### WHAT THE TASK REQUIRES
Repeat each entry exactly; omit all pictures.
____ TASK DATA
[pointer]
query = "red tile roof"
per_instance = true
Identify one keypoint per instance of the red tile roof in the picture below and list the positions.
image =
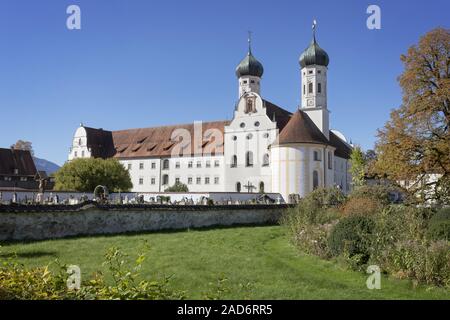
________
### REPLY
[pointer]
query = "red tile roof"
per_instance = true
Identify one keypoint per instance of the red tile roof in the picture below and list the positions.
image =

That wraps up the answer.